■ WORK INSTRUCTION: Copy the data that follows, character for character, minus the pictures.

[ENTRIES SHOWN]

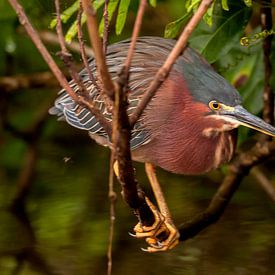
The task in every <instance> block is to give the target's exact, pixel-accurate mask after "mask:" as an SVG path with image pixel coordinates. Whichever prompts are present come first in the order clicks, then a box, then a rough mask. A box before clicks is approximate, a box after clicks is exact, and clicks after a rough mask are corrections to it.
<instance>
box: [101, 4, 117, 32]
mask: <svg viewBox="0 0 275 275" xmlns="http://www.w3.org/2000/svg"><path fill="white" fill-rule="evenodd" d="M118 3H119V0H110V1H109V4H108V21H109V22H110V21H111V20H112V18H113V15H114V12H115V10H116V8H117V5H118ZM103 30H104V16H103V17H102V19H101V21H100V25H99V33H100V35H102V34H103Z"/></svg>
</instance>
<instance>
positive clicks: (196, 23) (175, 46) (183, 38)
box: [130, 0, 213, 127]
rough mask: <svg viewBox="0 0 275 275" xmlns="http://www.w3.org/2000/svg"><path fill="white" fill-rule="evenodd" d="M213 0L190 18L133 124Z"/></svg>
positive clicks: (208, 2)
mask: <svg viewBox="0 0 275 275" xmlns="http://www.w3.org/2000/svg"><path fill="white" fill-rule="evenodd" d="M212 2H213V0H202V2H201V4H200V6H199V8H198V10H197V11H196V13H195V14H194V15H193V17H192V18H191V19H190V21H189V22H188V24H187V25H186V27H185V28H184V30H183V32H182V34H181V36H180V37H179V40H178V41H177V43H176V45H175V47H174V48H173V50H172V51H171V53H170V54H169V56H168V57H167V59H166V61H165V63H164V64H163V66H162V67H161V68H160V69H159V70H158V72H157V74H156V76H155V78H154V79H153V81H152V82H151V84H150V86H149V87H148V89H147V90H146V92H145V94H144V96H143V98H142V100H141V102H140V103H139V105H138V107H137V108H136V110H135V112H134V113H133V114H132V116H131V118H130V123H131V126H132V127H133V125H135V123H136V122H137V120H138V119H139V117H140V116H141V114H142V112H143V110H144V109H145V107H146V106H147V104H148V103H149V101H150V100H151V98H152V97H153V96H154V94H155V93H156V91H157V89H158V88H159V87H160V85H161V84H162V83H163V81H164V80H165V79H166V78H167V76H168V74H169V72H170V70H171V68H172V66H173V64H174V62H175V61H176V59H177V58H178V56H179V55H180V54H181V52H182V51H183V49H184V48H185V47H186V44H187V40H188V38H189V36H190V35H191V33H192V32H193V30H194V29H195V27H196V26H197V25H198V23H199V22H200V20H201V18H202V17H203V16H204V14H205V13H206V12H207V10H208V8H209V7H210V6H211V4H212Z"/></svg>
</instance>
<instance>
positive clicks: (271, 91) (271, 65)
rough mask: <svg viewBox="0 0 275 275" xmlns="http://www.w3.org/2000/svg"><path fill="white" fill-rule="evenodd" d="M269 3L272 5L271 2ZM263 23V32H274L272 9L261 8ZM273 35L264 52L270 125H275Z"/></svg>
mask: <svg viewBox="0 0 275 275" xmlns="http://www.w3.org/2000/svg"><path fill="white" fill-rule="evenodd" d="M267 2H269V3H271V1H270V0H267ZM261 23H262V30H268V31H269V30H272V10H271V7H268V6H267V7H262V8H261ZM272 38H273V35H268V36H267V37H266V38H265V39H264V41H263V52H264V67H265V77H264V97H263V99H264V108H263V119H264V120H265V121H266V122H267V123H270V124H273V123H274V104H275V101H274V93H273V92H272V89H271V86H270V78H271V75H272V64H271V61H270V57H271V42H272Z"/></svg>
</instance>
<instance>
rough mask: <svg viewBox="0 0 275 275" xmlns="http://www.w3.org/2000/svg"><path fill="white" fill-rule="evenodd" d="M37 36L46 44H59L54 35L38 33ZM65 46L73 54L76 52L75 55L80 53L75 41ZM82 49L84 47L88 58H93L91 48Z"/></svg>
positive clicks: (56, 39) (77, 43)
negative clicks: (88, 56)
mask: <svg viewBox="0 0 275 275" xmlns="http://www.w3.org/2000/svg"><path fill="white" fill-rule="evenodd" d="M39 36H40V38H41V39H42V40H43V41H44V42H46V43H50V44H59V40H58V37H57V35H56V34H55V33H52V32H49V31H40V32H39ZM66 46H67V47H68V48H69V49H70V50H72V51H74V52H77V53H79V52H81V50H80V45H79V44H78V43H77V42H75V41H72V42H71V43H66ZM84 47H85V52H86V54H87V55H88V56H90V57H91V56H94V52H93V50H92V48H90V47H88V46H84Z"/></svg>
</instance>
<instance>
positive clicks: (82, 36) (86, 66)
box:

[/ENTRIES SHOWN]

■ SOLVED EXERCISE:
The task in every <instance> block is to give the target's exact, pixel-accurate mask after "mask:" as an SVG path with image pixel coordinates. Whichever prompts are present come first in the order clicks, then a box, then a rough mask. A box before clicks is approximate, a box after clicks is exact, and clicks after a rough mask are corrections to it.
<instance>
box: [101, 4, 117, 32]
mask: <svg viewBox="0 0 275 275" xmlns="http://www.w3.org/2000/svg"><path fill="white" fill-rule="evenodd" d="M118 3H119V0H110V1H109V4H108V21H109V22H110V21H111V20H112V18H113V15H114V12H115V10H116V8H117V5H118ZM103 30H104V16H103V17H102V19H101V21H100V25H99V33H100V35H102V34H103Z"/></svg>
</instance>
<instance>
positive clicks: (196, 23) (175, 46) (183, 38)
box: [130, 0, 213, 127]
rough mask: <svg viewBox="0 0 275 275" xmlns="http://www.w3.org/2000/svg"><path fill="white" fill-rule="evenodd" d="M213 0L190 18L133 124Z"/></svg>
positive clicks: (208, 2)
mask: <svg viewBox="0 0 275 275" xmlns="http://www.w3.org/2000/svg"><path fill="white" fill-rule="evenodd" d="M212 2H213V0H202V2H201V4H200V6H199V8H198V10H197V11H196V13H195V14H194V15H193V17H192V18H191V19H190V21H189V22H188V24H187V25H186V27H185V28H184V30H183V32H182V34H181V36H180V37H179V40H178V41H177V43H176V45H175V47H174V48H173V50H172V51H171V53H170V54H169V56H168V57H167V59H166V61H165V63H164V64H163V66H162V67H161V68H160V69H159V70H158V72H157V74H156V76H155V78H154V79H153V81H152V82H151V84H150V86H149V87H148V89H147V90H146V92H145V94H144V96H143V98H142V100H141V102H140V103H139V105H138V107H137V108H136V110H135V112H134V113H133V114H132V116H131V118H130V123H131V126H132V127H133V125H135V123H136V122H137V120H138V119H139V117H140V116H141V114H142V112H143V110H144V109H145V107H146V106H147V104H148V103H149V101H150V100H151V98H152V97H153V96H154V94H155V93H156V91H157V89H158V88H159V87H160V85H161V84H162V83H163V81H164V80H165V79H166V78H167V76H168V74H169V72H170V70H171V68H172V66H173V64H174V62H175V61H176V59H177V58H178V56H179V55H180V54H181V52H182V51H183V49H184V48H185V47H186V44H187V40H188V38H189V36H190V35H191V33H192V32H193V30H194V29H195V27H196V26H197V25H198V23H199V22H200V20H201V18H202V17H203V16H204V14H205V13H206V12H207V10H208V8H209V7H210V6H211V4H212Z"/></svg>
</instance>
<instance>
positive clicks: (271, 91) (271, 65)
rough mask: <svg viewBox="0 0 275 275" xmlns="http://www.w3.org/2000/svg"><path fill="white" fill-rule="evenodd" d="M269 3L272 5L271 2ZM263 23V32H274L272 9L261 8ZM273 35L264 52L270 125H275Z"/></svg>
mask: <svg viewBox="0 0 275 275" xmlns="http://www.w3.org/2000/svg"><path fill="white" fill-rule="evenodd" d="M267 2H269V3H271V1H270V0H267ZM261 23H262V30H268V31H269V30H272V10H271V7H268V6H267V7H262V8H261ZM272 38H273V35H268V36H267V37H266V38H265V39H264V41H263V52H264V67H265V77H264V97H263V99H264V108H263V119H264V120H265V121H266V122H267V123H270V124H273V123H274V104H275V101H274V93H273V92H272V89H271V86H270V78H271V75H272V64H271V61H270V57H271V42H272Z"/></svg>
</instance>
<instance>
rough mask: <svg viewBox="0 0 275 275" xmlns="http://www.w3.org/2000/svg"><path fill="white" fill-rule="evenodd" d="M37 36L46 44H59L54 35L38 33ZM65 46L73 54L76 52L75 55L80 53L75 41ZM82 49L84 47L88 58H93L91 48Z"/></svg>
positive clicks: (56, 39) (77, 43)
negative clicks: (88, 56)
mask: <svg viewBox="0 0 275 275" xmlns="http://www.w3.org/2000/svg"><path fill="white" fill-rule="evenodd" d="M39 36H40V38H41V39H42V40H43V41H44V42H46V43H50V44H59V40H58V37H57V35H56V34H55V33H52V32H49V31H40V32H39ZM66 46H67V47H68V48H69V49H70V50H72V51H74V52H77V53H79V52H81V50H80V45H79V44H78V43H77V42H75V41H72V42H71V43H66ZM84 47H85V52H86V54H87V55H88V56H90V57H91V56H94V52H93V50H92V48H90V47H88V46H84Z"/></svg>
</instance>
<instance>
positive clicks: (82, 36) (86, 66)
box:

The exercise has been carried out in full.